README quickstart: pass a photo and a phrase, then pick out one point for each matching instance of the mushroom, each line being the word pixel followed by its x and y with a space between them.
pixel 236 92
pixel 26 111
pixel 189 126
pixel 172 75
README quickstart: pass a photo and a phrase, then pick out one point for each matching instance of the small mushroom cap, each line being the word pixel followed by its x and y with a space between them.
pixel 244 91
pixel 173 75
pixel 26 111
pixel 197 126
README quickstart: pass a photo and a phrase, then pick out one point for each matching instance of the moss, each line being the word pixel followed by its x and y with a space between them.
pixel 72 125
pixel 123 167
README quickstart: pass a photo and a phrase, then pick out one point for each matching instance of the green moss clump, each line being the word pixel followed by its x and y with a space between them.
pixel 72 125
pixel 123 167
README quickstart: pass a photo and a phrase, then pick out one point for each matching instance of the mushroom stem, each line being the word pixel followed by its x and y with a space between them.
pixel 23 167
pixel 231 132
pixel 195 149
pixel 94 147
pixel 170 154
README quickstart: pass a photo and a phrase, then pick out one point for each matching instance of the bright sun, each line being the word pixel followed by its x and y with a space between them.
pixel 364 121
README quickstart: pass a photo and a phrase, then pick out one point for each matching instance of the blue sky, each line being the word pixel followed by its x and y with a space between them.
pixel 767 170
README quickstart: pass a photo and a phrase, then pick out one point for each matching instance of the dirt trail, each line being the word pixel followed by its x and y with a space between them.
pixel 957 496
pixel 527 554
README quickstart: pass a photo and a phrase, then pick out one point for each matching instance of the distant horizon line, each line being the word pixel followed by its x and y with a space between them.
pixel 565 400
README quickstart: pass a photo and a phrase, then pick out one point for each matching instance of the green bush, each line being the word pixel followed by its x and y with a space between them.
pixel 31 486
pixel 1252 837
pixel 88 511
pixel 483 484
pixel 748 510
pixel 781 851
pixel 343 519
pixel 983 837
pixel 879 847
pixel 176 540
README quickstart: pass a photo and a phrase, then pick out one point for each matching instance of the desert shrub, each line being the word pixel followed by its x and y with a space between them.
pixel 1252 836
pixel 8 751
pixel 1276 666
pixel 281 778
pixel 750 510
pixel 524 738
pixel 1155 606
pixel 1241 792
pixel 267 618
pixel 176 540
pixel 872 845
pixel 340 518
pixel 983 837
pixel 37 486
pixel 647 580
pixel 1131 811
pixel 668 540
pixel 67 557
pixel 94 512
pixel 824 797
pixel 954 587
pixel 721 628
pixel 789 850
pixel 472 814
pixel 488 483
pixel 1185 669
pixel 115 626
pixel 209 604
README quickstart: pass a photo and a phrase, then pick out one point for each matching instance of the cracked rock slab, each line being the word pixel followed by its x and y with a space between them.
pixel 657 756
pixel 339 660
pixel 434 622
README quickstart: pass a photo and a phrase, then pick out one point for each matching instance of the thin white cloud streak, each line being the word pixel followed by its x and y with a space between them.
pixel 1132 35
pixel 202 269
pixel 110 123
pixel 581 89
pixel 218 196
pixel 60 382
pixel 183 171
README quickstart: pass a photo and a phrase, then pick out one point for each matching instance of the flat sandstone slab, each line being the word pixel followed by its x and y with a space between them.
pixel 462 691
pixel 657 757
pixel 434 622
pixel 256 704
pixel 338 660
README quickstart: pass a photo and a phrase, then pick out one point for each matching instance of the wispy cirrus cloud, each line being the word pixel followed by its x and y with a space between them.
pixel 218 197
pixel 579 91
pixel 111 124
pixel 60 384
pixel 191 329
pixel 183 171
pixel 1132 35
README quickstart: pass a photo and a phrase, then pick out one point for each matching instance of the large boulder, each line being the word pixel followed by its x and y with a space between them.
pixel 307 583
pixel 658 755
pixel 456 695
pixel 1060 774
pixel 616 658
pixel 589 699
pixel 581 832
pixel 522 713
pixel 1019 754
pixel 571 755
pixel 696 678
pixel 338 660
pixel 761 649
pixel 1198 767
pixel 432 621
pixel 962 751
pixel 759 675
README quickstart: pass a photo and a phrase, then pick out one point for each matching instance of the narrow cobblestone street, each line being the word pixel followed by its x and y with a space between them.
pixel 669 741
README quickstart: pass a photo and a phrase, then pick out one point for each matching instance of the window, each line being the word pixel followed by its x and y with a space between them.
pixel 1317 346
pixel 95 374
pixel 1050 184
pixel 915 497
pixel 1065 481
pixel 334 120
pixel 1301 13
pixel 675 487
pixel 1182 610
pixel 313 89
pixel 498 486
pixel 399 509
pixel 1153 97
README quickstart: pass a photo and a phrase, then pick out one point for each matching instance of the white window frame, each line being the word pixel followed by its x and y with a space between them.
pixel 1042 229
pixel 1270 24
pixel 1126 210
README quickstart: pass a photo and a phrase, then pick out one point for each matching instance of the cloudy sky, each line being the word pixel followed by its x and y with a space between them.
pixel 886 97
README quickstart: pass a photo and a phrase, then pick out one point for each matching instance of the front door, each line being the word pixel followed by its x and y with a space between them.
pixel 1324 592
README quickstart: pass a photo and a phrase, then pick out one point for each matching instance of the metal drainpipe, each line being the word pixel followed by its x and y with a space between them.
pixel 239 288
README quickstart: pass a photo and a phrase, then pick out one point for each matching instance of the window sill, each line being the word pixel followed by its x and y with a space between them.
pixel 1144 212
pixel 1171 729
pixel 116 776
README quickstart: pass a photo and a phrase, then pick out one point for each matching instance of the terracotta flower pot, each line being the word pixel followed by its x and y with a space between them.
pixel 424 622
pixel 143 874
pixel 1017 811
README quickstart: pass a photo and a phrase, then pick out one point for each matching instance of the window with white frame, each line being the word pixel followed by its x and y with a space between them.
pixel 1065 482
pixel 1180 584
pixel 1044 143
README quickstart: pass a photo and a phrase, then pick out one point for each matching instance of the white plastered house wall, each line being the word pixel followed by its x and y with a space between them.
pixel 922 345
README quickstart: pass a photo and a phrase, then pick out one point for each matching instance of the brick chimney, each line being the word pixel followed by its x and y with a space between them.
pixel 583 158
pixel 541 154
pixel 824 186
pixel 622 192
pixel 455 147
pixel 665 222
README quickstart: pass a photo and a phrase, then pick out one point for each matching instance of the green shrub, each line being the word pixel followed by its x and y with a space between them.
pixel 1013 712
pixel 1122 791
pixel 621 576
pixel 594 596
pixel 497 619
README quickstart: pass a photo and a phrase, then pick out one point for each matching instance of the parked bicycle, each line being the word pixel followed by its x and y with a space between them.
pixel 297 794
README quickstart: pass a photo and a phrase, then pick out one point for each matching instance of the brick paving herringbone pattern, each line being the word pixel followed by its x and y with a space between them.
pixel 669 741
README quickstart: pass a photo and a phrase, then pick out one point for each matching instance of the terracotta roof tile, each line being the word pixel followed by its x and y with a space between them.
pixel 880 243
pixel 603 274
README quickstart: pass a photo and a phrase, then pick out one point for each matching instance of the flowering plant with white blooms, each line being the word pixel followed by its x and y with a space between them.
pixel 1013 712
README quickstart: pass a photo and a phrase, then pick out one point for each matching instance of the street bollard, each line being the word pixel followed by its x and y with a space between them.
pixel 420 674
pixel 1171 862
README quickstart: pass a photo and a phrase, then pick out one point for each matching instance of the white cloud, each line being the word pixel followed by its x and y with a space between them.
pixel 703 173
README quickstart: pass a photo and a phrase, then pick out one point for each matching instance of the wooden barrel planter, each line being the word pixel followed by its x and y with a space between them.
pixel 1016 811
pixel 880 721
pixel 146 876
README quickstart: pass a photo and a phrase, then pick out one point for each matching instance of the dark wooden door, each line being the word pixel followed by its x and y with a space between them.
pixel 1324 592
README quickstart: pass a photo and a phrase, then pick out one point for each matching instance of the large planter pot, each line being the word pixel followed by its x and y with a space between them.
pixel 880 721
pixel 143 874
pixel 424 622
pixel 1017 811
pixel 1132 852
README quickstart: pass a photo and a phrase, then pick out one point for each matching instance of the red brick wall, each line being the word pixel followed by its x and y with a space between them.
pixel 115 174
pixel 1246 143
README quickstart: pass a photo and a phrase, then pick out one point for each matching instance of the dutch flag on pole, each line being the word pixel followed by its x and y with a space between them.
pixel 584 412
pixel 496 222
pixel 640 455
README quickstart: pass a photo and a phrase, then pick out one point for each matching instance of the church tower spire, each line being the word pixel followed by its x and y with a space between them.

--------------------

■ Work to complete:
Starting at the line that contains "the red brick", repeat each line exactly through the last one in the listing. Include both of those lines and nothing more.

■ Exercise answer:
README quickstart: pass a photo and a phrase, then pick out one point for each matching instance of the red brick wall, each line being the word pixel followed by its x and y with a space between them.
pixel 115 174
pixel 1246 143
README quickstart: pass a photo and a phrase, then pick out one point for each matching instance of the dutch flag on pole, each line being the word pixel followed by its x and y with a space between them.
pixel 584 412
pixel 496 222
pixel 640 455
README quickstart: pass a photo and a phrase, then pick out one point for each matching instance of the church tower spire, each line being the word pixel followed by its x and y with a space between them.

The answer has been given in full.